### Exercise aim:
Bring together all lines from the listing below that contain the string "ruffled".

===== The input

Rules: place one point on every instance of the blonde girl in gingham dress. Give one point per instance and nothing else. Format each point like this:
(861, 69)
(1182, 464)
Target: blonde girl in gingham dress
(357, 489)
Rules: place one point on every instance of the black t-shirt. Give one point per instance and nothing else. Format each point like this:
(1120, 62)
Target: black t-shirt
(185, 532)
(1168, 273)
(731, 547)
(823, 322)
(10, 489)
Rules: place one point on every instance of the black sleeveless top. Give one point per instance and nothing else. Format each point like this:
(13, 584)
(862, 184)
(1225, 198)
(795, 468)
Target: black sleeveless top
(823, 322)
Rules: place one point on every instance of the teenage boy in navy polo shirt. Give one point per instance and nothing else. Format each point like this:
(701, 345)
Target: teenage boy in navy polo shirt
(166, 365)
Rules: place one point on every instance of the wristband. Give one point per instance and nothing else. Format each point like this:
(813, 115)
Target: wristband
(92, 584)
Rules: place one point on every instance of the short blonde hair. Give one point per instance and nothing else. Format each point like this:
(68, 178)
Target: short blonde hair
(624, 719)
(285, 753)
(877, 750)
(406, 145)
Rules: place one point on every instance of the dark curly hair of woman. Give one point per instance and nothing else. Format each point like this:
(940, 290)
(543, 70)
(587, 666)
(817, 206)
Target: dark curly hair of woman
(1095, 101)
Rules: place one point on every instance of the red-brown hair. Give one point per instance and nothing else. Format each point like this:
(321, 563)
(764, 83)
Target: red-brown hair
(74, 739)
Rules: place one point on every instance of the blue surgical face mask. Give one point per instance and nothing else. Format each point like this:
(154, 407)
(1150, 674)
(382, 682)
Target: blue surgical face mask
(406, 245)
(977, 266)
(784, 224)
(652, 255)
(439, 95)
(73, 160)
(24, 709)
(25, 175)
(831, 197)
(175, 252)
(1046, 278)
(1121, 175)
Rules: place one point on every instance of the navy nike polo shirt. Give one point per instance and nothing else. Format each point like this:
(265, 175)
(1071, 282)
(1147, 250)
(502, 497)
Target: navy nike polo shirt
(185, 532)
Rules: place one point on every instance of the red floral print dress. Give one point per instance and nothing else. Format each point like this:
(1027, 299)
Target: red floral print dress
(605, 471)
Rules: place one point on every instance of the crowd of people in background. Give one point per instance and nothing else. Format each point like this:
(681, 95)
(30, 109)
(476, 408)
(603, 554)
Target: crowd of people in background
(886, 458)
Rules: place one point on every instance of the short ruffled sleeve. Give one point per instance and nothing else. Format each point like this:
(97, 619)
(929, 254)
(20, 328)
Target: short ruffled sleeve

==========

### Solution:
Rules: place one point on every instance of the short ruffled sleeve. Give one point per instance and nothing else. Format each point like this:
Target: short ruffled sleeve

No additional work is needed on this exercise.